Si Putin está interesado —que lo está— en influir en la opinión pública mundial, el ataque, difícil de entender en el contexto del acuerdo firmado el día anterior, fue un gol en propia meta que ha facilitado las cosas a quienes, con bastante razón, presentan a la Rusia de Putin como un régimen sin palabra, con el que no cabe negociar nada.
Aun reconociendo el aparente descontrol de la política informativa del Kremlin —cuyos líderes discrepan con alguna frecuencia y solo coinciden del todo en asegurar que sus ejércitos no han invadido Ucrania— sorprende que, en los primeros momentos después del ataque, la delegación rusa en Turquía se apresurara a dar garantías al gobierno de Erdogan de que «ellos no habían sido». Un día después, la portavoz del ministerio de asuntos exteriores ruso no solo reconocía la autoría del ataque —es obvio que nadie más tiene misiles Kalibr— sino que lo justificaba con la naturaleza militar de la infraestructura dañada.

TAREAS REQUERIDAS:
a: Reproduce sin cambios el fragmento del texto sobre el ataque ruso que va desde "Si Putin está" hasta "cabe negociar nada.".
b: Según el texto sobre el ataque ruso, ¿con qué argumento justificó el ataque la portavoz del ministerio de asuntos exteriores ruso?
c: Enumera todos los países que se mencionan por su nombre en el texto sobre el ataque ruso.

INFORMACIÓN MOSTRADA:
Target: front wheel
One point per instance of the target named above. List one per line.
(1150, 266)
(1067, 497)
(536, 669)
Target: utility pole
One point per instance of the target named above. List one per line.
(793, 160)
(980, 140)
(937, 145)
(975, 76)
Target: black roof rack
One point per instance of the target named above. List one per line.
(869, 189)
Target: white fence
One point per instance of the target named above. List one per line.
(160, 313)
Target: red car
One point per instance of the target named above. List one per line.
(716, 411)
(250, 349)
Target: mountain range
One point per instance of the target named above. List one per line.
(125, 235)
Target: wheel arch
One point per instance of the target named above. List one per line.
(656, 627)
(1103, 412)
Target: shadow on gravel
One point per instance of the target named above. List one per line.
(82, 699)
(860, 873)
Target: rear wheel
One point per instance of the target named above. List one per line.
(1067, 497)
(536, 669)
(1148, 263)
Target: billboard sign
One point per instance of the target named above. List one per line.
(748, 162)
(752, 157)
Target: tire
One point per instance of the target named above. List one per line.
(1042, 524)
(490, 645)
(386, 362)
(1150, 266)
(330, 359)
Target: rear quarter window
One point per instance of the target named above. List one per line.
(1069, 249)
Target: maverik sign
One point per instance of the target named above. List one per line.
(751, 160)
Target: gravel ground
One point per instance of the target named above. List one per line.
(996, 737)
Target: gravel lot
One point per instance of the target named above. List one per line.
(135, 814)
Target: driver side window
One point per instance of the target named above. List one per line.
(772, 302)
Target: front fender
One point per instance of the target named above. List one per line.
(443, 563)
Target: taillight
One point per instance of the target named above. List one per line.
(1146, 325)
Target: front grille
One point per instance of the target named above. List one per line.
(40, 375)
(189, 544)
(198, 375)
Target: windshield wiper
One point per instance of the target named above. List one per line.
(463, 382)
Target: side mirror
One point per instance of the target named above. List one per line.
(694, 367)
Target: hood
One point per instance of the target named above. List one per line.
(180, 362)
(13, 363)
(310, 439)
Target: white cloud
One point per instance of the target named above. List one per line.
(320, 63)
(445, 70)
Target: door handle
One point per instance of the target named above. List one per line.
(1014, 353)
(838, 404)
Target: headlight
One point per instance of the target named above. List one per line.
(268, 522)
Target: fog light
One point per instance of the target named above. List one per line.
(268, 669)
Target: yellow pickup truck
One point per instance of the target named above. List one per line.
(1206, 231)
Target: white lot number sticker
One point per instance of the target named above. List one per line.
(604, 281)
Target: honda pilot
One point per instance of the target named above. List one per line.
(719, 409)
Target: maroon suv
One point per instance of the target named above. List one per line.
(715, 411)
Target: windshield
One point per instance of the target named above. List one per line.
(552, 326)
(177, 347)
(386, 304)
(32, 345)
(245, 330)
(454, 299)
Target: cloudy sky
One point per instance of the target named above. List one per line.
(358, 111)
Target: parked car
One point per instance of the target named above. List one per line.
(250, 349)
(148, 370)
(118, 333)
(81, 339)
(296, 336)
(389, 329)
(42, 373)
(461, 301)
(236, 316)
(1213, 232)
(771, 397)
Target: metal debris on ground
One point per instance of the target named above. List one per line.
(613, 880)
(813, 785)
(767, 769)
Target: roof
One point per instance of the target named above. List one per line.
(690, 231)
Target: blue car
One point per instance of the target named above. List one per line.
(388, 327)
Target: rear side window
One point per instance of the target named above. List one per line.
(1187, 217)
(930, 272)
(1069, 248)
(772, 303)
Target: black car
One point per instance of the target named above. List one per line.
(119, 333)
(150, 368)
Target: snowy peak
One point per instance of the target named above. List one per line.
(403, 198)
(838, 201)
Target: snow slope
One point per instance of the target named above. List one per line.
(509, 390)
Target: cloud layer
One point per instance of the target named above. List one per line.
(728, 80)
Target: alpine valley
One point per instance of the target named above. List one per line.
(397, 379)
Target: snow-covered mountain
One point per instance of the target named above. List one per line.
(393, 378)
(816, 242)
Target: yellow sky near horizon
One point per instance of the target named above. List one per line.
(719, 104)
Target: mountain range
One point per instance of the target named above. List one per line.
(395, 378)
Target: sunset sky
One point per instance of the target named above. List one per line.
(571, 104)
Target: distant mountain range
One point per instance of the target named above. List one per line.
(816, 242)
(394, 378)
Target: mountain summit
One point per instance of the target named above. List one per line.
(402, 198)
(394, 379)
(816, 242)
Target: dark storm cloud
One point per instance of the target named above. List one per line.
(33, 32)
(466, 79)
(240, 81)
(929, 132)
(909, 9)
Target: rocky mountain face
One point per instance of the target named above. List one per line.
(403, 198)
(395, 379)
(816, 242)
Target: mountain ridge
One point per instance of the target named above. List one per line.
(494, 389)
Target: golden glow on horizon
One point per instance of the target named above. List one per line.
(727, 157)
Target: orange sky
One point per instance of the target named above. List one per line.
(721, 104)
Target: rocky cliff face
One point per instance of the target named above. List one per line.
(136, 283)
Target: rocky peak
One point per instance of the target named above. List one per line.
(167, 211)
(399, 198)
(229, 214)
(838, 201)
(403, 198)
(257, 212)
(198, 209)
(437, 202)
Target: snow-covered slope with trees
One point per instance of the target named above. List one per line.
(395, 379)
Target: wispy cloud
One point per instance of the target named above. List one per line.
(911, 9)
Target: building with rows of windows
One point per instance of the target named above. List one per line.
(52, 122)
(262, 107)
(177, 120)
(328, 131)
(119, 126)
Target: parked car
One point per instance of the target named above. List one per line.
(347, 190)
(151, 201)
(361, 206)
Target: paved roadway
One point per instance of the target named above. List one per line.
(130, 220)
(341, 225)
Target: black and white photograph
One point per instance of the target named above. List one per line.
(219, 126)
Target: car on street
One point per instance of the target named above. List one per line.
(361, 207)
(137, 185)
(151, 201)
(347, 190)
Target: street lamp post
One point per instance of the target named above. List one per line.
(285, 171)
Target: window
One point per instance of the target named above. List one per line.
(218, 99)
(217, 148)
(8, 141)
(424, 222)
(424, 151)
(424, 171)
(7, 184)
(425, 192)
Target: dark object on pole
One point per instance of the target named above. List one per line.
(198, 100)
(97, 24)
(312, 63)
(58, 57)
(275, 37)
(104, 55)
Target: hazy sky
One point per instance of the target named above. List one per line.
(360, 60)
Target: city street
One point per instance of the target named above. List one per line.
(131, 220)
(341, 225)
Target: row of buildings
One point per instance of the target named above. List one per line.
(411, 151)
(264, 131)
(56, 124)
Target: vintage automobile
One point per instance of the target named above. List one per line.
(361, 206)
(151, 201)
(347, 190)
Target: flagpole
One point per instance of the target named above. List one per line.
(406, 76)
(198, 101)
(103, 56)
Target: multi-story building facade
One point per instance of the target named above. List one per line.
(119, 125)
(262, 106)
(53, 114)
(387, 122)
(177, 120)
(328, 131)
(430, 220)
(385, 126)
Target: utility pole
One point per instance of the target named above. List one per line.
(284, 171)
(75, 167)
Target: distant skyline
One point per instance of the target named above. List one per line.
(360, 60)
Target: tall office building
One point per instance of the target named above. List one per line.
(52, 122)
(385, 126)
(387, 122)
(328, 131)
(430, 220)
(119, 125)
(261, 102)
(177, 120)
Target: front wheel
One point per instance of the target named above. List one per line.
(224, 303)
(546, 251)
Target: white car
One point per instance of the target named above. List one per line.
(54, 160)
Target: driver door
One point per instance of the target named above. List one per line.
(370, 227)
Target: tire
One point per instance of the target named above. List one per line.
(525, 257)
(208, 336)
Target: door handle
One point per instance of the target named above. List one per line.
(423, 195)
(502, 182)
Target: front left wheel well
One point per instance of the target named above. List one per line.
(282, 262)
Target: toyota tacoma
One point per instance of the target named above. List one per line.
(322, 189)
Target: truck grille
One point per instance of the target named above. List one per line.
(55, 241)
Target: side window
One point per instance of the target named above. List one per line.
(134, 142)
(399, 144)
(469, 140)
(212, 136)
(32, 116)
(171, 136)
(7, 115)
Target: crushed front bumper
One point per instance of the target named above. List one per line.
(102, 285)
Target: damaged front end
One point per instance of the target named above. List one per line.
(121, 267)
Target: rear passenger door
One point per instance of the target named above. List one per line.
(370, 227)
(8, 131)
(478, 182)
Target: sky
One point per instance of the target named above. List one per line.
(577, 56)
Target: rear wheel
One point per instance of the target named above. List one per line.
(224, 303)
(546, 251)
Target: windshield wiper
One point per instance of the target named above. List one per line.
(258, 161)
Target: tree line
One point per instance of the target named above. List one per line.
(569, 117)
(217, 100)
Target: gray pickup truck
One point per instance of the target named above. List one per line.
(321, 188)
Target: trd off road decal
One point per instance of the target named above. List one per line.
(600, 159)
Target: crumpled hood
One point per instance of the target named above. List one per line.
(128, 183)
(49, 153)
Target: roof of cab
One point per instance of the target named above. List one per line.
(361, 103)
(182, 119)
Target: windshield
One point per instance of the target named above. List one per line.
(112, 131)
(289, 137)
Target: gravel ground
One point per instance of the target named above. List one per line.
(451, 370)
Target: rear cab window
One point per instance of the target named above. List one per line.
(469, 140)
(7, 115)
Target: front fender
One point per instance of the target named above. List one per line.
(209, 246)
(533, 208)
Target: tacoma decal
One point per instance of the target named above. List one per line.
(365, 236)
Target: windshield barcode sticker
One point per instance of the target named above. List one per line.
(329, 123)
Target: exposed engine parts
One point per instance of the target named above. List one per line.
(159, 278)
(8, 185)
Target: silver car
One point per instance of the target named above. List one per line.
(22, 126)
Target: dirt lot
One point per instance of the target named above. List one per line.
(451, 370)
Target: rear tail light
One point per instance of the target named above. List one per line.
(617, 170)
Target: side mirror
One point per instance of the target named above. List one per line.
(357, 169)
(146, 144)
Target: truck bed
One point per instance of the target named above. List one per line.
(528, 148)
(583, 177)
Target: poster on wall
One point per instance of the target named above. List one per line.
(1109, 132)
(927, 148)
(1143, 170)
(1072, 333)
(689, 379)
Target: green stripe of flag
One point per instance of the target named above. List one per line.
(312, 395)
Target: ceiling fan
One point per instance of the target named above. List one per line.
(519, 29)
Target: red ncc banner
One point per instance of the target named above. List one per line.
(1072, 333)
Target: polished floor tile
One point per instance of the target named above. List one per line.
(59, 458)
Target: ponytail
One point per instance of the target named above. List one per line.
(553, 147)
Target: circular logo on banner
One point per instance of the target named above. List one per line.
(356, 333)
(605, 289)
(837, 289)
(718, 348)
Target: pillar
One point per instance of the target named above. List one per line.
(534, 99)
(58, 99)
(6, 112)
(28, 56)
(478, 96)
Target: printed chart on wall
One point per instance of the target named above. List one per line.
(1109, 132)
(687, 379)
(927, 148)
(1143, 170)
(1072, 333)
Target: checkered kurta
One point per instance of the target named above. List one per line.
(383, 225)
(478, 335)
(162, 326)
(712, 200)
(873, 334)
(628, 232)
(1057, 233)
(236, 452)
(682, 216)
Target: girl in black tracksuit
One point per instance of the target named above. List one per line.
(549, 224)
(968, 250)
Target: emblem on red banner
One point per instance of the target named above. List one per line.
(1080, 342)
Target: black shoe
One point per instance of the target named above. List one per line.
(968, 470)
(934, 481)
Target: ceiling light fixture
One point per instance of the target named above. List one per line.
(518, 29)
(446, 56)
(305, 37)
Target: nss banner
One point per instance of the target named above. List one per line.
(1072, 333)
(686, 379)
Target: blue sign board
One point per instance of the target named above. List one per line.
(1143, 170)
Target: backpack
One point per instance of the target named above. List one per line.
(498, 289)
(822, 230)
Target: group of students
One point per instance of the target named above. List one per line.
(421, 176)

EN RESPUESTA:
a:
Si Putin está interesado —que lo está— en influir en la opinión pública mundial, el ataque, difícil de entender en el contexto del acuerdo firmado el día anterior, fue un gol en propia meta que ha facilitado las cosas a quienes, con bastante razón, presentan a la Rusia de Putin como un régimen sin palabra, con el que no cabe negociar nada.

b: Lo justificó con la naturaleza militar de la infraestructura dañada.

c: Rusia, Ucrania y Turquía.